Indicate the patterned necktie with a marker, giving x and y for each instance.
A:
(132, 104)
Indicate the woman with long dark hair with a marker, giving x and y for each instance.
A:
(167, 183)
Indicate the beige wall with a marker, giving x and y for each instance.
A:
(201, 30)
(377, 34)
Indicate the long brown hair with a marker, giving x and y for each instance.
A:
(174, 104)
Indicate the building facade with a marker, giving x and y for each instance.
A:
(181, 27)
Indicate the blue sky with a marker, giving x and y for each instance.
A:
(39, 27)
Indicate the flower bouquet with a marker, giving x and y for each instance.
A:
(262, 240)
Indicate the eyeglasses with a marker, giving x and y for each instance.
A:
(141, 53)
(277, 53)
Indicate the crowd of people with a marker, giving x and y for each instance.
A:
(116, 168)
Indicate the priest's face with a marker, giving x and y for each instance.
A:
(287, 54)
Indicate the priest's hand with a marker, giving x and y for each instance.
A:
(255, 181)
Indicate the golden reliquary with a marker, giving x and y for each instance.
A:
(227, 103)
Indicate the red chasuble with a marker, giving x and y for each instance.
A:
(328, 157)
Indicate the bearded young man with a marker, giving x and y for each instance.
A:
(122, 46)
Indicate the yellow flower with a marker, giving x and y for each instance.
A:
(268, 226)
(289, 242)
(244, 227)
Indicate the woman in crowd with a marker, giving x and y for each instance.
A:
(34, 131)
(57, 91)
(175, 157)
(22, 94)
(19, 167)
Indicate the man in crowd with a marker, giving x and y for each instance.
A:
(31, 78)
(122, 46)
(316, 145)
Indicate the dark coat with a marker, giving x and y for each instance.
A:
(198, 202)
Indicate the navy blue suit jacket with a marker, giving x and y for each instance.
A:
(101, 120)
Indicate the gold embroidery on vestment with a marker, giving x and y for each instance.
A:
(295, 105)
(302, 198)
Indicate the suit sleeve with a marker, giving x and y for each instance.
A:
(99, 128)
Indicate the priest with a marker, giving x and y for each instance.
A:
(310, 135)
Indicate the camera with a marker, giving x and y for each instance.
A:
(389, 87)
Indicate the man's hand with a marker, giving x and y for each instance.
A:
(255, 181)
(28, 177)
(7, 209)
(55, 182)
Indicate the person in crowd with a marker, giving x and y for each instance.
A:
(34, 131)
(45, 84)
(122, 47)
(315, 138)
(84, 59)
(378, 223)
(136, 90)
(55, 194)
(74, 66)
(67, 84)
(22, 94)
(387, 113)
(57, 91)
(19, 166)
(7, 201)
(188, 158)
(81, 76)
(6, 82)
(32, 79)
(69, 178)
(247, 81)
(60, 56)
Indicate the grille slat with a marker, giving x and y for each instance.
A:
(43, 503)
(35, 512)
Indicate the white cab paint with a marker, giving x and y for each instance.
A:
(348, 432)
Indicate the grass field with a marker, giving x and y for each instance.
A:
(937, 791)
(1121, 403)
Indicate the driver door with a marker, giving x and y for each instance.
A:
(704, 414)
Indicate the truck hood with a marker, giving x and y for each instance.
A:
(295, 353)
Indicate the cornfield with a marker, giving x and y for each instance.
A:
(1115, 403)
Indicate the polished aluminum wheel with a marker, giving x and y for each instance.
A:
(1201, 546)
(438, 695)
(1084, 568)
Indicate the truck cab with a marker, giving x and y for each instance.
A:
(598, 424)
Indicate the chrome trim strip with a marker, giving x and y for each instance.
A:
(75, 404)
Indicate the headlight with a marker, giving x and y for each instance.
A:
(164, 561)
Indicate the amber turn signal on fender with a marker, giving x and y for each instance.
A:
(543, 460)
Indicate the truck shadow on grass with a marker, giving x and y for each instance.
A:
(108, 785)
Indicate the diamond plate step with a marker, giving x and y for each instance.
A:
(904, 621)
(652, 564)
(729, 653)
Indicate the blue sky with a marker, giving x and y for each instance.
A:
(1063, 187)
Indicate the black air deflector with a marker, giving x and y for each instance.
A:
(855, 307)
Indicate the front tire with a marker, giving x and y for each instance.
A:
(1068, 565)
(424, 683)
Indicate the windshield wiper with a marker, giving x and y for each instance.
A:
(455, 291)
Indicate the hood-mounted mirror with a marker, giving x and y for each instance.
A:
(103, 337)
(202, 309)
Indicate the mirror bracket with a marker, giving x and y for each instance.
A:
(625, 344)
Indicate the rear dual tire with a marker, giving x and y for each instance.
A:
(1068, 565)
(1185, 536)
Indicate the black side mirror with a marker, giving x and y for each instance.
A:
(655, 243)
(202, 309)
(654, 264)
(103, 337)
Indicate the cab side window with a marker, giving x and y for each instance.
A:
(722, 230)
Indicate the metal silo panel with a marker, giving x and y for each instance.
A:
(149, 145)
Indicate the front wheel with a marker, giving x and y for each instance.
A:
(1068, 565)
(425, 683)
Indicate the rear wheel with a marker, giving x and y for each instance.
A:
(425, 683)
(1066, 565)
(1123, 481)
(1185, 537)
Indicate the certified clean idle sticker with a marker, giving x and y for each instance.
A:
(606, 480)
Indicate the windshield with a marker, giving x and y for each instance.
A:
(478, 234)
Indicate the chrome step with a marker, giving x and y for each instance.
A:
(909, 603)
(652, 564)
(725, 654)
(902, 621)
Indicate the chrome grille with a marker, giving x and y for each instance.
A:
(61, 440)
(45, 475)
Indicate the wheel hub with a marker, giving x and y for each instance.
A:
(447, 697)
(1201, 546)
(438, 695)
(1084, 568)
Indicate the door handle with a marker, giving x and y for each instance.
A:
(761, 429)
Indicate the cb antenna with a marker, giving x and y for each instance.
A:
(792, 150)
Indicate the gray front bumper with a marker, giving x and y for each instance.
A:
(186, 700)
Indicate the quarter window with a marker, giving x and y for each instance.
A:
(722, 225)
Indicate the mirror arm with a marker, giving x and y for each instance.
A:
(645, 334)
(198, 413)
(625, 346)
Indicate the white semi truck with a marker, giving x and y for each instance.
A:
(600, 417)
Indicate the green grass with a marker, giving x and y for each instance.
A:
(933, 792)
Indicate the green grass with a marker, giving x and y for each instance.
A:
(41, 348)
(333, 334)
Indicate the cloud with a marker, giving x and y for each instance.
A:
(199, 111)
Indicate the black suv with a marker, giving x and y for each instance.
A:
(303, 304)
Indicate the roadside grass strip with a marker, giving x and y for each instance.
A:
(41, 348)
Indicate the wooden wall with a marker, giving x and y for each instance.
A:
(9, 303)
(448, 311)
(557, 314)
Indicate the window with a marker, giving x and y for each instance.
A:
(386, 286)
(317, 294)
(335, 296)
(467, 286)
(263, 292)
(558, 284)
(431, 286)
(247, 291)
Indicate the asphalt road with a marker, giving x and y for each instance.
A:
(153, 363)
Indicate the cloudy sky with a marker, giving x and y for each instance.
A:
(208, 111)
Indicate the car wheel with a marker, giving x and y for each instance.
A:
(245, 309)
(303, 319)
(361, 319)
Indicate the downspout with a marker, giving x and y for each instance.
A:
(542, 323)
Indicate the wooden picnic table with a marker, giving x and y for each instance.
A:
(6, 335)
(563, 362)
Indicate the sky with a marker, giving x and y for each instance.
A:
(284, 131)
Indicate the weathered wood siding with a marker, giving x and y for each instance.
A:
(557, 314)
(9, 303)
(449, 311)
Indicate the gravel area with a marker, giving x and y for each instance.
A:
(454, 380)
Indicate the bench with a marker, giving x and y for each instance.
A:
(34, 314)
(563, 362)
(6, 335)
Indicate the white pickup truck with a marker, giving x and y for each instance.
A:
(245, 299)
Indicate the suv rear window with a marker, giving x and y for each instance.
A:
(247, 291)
※
▸ **Required work**: With the first line being the one containing "Indicate the yellow" and the last line the one containing "Indicate the gold embroidery", transcribe exactly the lines above that fall in that range.

▸ **Final answer**:
Indicate the yellow flower with a marker, giving x and y for each instance.
A:
(268, 226)
(289, 242)
(244, 227)
Indicate the woman in crowd with a marker, giving x and y for each instance.
A:
(34, 131)
(57, 91)
(175, 157)
(22, 94)
(19, 167)
Indicate the man in crowd with a marker, giving x and y for each instance.
A:
(31, 78)
(122, 46)
(316, 145)
Indicate the dark coat with a marker, giving x and y for each instance.
A:
(198, 202)
Indicate the navy blue suit jacket with a marker, giving x and y for each instance.
A:
(101, 120)
Indicate the gold embroidery on vestment with a marker, giving x and y for each instance.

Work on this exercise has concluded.